- TASK REQUIREMENTS -
Copy the lines verbatim, beginning with the line that contains "Mark every instance of the dryer vent" and continuing through the end of the data, and only those lines.

(Some records)
· · ·
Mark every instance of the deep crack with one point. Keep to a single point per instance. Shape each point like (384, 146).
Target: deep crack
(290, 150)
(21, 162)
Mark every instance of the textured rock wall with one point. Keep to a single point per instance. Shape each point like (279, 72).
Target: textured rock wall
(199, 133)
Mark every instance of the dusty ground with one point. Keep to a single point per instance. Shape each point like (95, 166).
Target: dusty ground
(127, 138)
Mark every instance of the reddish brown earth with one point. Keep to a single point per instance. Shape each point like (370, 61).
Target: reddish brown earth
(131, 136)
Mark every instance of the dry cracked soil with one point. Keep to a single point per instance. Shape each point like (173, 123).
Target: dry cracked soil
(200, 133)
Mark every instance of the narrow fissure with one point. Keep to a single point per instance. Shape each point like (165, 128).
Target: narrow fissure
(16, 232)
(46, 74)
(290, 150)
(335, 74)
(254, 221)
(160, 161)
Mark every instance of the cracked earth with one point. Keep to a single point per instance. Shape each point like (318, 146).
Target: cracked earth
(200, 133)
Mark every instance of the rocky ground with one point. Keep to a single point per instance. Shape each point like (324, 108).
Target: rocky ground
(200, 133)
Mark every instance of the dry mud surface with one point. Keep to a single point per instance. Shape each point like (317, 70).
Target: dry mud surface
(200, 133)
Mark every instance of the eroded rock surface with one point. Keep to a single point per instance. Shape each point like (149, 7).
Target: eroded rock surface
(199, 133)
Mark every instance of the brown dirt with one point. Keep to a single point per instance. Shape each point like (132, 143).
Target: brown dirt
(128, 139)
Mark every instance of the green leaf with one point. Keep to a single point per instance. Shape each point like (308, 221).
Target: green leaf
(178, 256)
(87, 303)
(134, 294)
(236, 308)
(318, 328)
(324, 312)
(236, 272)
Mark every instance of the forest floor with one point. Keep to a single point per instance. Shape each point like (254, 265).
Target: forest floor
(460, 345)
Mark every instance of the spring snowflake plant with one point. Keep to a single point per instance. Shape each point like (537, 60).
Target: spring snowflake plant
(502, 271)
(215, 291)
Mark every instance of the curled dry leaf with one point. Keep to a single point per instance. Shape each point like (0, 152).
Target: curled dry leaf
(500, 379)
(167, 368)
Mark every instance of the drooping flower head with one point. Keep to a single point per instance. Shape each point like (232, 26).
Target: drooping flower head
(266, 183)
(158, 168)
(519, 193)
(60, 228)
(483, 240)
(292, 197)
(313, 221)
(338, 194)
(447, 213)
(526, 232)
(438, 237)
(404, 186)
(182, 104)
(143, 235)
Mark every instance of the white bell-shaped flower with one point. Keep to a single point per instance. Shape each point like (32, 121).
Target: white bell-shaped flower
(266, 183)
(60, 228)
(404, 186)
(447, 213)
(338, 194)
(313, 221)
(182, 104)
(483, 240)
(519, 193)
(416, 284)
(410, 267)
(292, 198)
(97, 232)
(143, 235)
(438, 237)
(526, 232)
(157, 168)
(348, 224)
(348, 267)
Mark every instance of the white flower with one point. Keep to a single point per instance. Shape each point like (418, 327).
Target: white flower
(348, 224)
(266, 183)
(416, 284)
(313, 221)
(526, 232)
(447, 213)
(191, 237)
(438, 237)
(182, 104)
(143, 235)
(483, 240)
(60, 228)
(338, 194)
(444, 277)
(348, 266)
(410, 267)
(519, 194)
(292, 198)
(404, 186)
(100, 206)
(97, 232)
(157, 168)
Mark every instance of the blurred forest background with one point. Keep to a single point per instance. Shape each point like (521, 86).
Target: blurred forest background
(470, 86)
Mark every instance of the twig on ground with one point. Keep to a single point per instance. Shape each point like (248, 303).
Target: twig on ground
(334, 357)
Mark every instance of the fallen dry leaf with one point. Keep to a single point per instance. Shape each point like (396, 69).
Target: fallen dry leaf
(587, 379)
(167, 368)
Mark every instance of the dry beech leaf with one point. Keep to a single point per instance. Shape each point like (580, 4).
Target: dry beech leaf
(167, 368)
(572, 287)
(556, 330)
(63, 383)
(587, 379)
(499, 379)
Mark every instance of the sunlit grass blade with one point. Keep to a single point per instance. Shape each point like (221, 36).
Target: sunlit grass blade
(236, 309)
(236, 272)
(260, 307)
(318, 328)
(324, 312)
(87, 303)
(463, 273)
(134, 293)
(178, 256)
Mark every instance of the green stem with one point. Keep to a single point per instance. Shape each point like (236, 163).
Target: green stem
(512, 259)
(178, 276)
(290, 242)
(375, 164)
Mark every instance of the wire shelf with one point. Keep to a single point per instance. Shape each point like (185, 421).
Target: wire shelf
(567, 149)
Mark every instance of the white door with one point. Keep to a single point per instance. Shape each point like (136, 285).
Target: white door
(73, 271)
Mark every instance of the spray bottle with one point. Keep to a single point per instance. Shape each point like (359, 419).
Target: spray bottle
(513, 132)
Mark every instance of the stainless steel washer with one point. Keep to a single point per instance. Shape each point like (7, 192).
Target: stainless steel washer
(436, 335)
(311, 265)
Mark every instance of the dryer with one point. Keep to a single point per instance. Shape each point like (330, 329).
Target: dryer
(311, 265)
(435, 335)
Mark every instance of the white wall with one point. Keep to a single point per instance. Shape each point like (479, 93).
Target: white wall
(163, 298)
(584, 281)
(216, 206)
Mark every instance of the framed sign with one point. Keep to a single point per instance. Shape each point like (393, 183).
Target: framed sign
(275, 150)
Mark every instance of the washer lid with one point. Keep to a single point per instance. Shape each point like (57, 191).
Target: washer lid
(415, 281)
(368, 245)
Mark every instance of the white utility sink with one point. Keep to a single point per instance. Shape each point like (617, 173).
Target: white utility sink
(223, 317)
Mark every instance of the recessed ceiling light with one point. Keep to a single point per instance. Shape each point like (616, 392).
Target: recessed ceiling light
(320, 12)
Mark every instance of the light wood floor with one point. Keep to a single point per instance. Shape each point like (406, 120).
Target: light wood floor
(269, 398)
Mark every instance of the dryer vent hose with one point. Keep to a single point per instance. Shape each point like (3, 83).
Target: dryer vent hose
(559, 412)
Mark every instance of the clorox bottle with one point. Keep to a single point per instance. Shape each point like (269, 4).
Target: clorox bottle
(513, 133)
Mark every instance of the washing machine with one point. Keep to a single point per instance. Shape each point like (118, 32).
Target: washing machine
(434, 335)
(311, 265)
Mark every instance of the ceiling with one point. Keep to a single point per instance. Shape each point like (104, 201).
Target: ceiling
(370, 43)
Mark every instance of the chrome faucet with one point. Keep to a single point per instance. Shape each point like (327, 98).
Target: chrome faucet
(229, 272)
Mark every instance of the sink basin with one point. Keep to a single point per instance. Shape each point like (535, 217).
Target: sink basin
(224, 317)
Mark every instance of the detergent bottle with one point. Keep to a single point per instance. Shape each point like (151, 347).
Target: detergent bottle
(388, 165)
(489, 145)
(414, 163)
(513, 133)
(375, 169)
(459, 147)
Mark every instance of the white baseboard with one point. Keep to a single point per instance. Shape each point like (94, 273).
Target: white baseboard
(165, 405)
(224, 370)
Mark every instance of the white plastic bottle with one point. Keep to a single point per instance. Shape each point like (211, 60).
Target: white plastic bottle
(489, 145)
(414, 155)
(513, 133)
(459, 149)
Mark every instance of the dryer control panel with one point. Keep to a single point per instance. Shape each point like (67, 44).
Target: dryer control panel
· · ·
- TASK RESPONSE -
Mark every instance of the dryer vent hose with one point. Keep to a single point per instance. Shape each point like (3, 83).
Target: dryer vent hose
(559, 412)
Mark every instance of the clorox bottle with one point. Keep to a single point per instance. Shape each point like (269, 4).
Target: clorox bottle
(513, 133)
Mark every instance of the washing machine with one point. Keep to a single point per instance. Shape each point like (118, 32).
Target: washing machine
(434, 335)
(311, 265)
Mark every instance of the ceiling with one point. Keep to a single point per instance. Shape each point like (104, 201).
Target: ceiling
(370, 43)
Mark every instance of the chrome faucet with one point. Keep to a single point per instance. Shape each point like (327, 98).
Target: chrome faucet
(229, 272)
Mark every instance of the sink basin with one point. Keep to a single point per instance. Shape each point like (535, 217).
Target: sink basin
(224, 317)
Mark every instance of the detergent bottle with one point. Keep to a single point per instance. Shape each point like (151, 347).
Target: detergent bottle
(388, 165)
(489, 145)
(414, 163)
(513, 133)
(375, 169)
(459, 147)
Mark every instance of the white baseboard with one point. Keep to a single point per instance. Shape each point like (94, 273).
Target: white baseboard
(165, 405)
(224, 370)
Mark every instance of the white plastic bottle with one point. Keep to a single point per instance. Shape each point like (211, 60).
Target: white plastic bottle
(489, 145)
(414, 155)
(513, 133)
(459, 149)
Mark every instance of the dryer control panel with one point. Keep to a single point per instance. Shape each point like (67, 44).
Target: dryer control panel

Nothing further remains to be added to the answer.